REQUESTS
a – In the email reply about Amazon search suggestions, what kind of layer does the writer say the Amazon example seems to lead to?
b – Retype the part of the Amazon email starting with "Perhaps you are" and going on through "in appropriate contexts.".

DOCUMENT EXTRACT
════════════════════

Re: interesting Times article about Amazon search suggestions

From: Andrew Larrick (alarri@law.columbia.edu)
Date: Mon Mar 20 2006 - 17:54:08 PST


Charles,

I'm not sure I'm going to bite at your devil's advocacy of preferring
computer-generated identification of similar items to classification (per
your reference to Dewey) or subject-cataloging mechanisms. Certainly, in
either case, we are relying upon "other people" to make that similarity
determination -- library catalogers following an ordained (but transparent
and well-described) set of rules or the usage and browsing habits of the
mass of other users as that feedback was collected in an automated system.
Perhaps you are right that the very disorganization of that browsing mass
makes it harder for concerted bias to creep in than does the elaboration
and use of a rules-based cataloging or classification system, but it also
seems to lead (per this Amazon example) to a potentially dangerous layer of
opacity (i.e. literally no one quite has their finger on how it works,
which makes it easier to secretly meddle with). It seems to me that we may
profitably make use of them both, in appropriate contexts.

I thought that this little story about Amazon might pique the interest of
my colleagues, because I've been forced to think a lot lately about the
library catalog and, in particular, about the difficulty many law students
(and staff, and faculty, and etc.) seem to have with it -- both in terms of
getting a nice initial result set (contrasting alternatives there would
seem to have more to do with pattern-matching to do "natural language"

════════════════════

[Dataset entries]
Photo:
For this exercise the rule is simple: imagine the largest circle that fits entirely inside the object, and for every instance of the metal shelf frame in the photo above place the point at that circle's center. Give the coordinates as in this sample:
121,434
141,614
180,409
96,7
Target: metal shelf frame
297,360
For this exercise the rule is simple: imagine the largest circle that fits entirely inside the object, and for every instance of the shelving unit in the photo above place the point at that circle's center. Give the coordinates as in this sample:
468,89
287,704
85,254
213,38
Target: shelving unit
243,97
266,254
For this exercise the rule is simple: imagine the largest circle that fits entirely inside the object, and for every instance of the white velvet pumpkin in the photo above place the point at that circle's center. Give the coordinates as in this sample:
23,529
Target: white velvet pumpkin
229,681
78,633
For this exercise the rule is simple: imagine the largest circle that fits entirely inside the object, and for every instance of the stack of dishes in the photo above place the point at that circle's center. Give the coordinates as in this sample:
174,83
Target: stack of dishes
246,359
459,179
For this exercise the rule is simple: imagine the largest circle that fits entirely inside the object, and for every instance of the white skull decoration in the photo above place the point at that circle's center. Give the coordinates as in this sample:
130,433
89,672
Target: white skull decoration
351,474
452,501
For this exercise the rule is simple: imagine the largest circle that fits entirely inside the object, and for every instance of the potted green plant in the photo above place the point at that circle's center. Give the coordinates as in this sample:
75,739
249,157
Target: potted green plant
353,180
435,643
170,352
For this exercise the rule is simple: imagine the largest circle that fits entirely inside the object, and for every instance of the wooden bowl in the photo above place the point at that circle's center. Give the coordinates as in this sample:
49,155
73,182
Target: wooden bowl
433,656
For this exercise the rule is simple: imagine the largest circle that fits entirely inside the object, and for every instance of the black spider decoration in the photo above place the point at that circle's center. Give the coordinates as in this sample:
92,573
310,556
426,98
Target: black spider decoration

════════════════════

PER-TASK OUTPUTS
a – A potentially dangerous layer of opacity.

b –
Perhaps you are right that the very disorganization of that browsing mass
makes it harder for concerted bias to creep in than does the elaboration
and use of a rules-based cataloging or classification system, but it also
seems to lead (per this Amazon example) to a potentially dangerous layer of
opacity (i.e. literally no one quite has their finger on how it works,
which makes it easier to secretly meddle with). It seems to me that we may
profitably make use of them both, in appropriate contexts.